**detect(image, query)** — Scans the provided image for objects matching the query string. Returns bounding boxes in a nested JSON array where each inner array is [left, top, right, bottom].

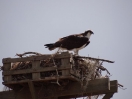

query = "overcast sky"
[[0, 0, 132, 99]]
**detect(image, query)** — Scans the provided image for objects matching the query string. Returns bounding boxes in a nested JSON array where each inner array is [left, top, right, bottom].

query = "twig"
[[52, 48, 61, 86], [15, 52, 42, 58], [74, 56, 114, 63], [118, 83, 127, 90]]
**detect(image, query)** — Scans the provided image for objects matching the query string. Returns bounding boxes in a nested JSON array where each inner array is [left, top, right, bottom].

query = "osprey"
[[44, 30, 94, 55]]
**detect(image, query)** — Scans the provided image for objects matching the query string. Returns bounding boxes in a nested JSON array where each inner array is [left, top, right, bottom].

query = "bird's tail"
[[44, 43, 56, 50]]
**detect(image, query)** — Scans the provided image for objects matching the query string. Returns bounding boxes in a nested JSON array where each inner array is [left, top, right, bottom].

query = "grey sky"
[[0, 0, 132, 99]]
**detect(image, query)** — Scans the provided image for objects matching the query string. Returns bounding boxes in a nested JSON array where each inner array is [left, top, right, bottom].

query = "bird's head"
[[84, 30, 94, 39]]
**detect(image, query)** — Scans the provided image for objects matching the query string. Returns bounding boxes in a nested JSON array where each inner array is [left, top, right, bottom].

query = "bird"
[[44, 30, 94, 55]]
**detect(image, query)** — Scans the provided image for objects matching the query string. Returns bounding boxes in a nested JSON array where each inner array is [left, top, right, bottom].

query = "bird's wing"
[[54, 35, 88, 50]]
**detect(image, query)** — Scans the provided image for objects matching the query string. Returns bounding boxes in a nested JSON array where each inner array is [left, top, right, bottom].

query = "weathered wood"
[[3, 62, 11, 82], [2, 76, 77, 85], [102, 93, 114, 99], [61, 57, 71, 76], [2, 66, 71, 75], [0, 78, 114, 99], [2, 53, 70, 63], [28, 80, 37, 99], [32, 61, 40, 80]]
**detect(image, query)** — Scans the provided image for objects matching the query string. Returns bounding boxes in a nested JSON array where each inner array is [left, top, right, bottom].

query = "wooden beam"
[[28, 80, 37, 99], [2, 66, 71, 75], [102, 93, 114, 99], [2, 53, 71, 63], [0, 78, 118, 99], [2, 76, 78, 86]]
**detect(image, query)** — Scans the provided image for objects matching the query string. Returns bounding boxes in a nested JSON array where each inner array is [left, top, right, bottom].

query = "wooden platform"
[[0, 53, 118, 99], [0, 78, 118, 99]]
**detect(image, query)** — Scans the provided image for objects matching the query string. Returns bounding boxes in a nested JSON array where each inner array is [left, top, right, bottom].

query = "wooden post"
[[3, 62, 11, 82], [28, 80, 37, 99], [61, 52, 71, 76], [32, 60, 40, 80]]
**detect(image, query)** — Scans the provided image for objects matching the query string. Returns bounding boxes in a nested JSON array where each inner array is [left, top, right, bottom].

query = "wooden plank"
[[61, 58, 71, 76], [28, 80, 37, 99], [2, 63, 11, 82], [2, 53, 70, 63], [0, 78, 117, 99], [102, 93, 114, 99], [2, 76, 76, 85], [32, 61, 40, 80], [2, 66, 71, 75]]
□ □ □ □ □
▶ _WHAT IS REQUIRED_: Please reproduce all of the data above without any changes, leaving out the pictures.

▶ _ANSWER TO THIS EXERCISE_:
**detect(image, query)** — Scans the provided image for objects matching the query string. Returns bounding boxes in a nested JSON array where each inner array is [left, top, right, bottom].


query = "overcast sky"
[[0, 0, 132, 99]]
**detect(image, query)** — Scans the provided image for objects matching the query string. Returns bounding boxes in a nested JSON array where each inner array is [left, top, right, bottom].

query = "twig"
[[52, 48, 61, 86], [15, 52, 42, 58], [74, 56, 114, 63], [118, 83, 127, 90]]
**detect(image, query)** — Scans the provided image for objects matching the query string. Returns bounding boxes in a nested JSON array where each inner array is [left, top, right, bottom].

query = "osprey"
[[44, 30, 94, 55]]
**detect(image, query)** — Scans the provided image for objects matching the query string. Returns bounding boxes in a nested JSON array where each inner array is [left, top, right, bottom].

query = "bird's tail"
[[44, 43, 56, 50]]
**detect(image, query)** — Scans the provided image for objects matching the query string. Returns bounding boxes in a nested JSON array where each inner array is [left, top, right, bottom].

query = "grey sky"
[[0, 0, 132, 99]]
**detect(image, query)** — Scans the provided image for objects matching the query string. Returns bounding boxes in a nested JSON array where each inner array is [left, top, right, bottom].

query = "bird's head"
[[84, 30, 94, 39]]
**detect(image, query)** — Scans the provided image for objects matching the query string. Returns bounding boxes in a nested JSON array where each inner array is [left, top, right, bottom].

query = "bird"
[[44, 30, 94, 55]]
**detect(image, query)** — Scans the provided image for objects matching the query string. Returns bounding boxes in a nested JSON array where each inner array is [left, top, right, bottom].

query = "bird's wing"
[[54, 35, 88, 50]]
**detect(image, query)** — Scans the provided image for objects matching the query string. Returns bounding boxes in a nested JSON array where each inner array is [left, top, right, bottom].

query = "weathered wood"
[[3, 62, 11, 82], [2, 76, 77, 85], [102, 93, 114, 99], [61, 57, 71, 76], [2, 66, 71, 75], [0, 78, 114, 99], [2, 53, 70, 63], [28, 80, 37, 99], [32, 61, 40, 80]]
**detect(image, query)** — Scans the provided image for objects matching the query string. Returns bounding boxes in a nested JSON array where each inner array is [left, top, right, bottom].

query = "wooden beam"
[[28, 80, 37, 99], [2, 66, 71, 75], [102, 93, 114, 99], [2, 53, 71, 63], [0, 78, 118, 99], [2, 76, 78, 86]]
**detect(image, query)** — Scans the provided image for objects matching the query string. Returns bounding boxes in a nested JSON array where each inner array is [left, top, right, bottom].

query = "wooden platform"
[[0, 53, 118, 99], [0, 78, 118, 99]]
**detect(image, query)** — Scans the provided image for objects matching the query string. Returns bounding boxes in a nested JSON array where each inner array is [left, top, right, bottom].

query = "wooden post"
[[3, 62, 11, 82], [28, 80, 37, 99], [61, 52, 71, 76], [32, 60, 40, 80]]
**detect(image, query)** — Scans the provided image for objects matching the query string. Returns bounding boxes in a nested JSON array where each inner array is [left, top, right, bottom].

query = "wooden plank"
[[61, 58, 71, 76], [28, 80, 37, 99], [2, 63, 11, 82], [2, 53, 70, 63], [0, 78, 117, 99], [102, 93, 114, 99], [2, 76, 76, 85], [32, 61, 40, 80], [2, 66, 71, 75]]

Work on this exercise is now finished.